## Your goal
Turn every line of the rows below into a numbered list, skipping any blank lines.

----

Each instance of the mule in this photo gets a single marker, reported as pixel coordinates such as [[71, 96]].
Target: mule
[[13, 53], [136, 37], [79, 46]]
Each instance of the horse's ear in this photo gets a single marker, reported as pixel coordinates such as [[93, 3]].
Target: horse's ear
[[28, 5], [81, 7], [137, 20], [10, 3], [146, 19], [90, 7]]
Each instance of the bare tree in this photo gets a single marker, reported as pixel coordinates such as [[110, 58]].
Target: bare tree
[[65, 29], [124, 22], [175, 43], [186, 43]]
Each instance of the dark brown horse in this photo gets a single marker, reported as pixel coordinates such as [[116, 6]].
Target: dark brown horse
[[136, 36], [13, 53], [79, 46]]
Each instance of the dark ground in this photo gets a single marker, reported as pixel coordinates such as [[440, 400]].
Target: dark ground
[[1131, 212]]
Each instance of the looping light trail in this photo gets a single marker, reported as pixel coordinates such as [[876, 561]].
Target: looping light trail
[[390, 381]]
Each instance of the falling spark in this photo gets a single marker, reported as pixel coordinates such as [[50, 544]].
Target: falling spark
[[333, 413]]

----

## Task answer
1. Each instance of the mule in this photo gets a single marker, reported as pixel coordinates such as [[71, 96]].
2. Target: mule
3. [[13, 53], [136, 37], [79, 46]]
4. Each instance of the horse's ear in this photo gets a single marker, reported as pixel coordinates such as [[93, 3]].
5. Target: horse's ear
6. [[28, 5], [81, 7], [137, 20], [10, 3], [146, 19], [90, 7]]
7. Each instance of the bare tree in this photo gets a single marker, reported as pixel coordinates such as [[110, 58]].
8. Target: bare tree
9. [[65, 29], [124, 22], [175, 43], [186, 43]]
10. Each instance of the dark brown horse in this photo gets a single marker, reported as pixel coordinates such as [[116, 6]].
11. Target: dark brown horse
12. [[136, 36], [13, 53], [79, 46]]
13. Each instance of the dark ground in this photo gets a single marker, reported as pixel coordinates such as [[440, 400]].
14. Target: dark ground
15. [[1131, 212]]
16. Each instance of the looping light trail in this photo gets a single marker, reported as pixel coordinates such as [[876, 561]].
17. Target: looping light trail
18. [[390, 381]]
19. Each instance of the falling spark in this photo gets a single marker, reported as pixel coordinates such as [[50, 544]].
20. Target: falling spark
21. [[333, 413]]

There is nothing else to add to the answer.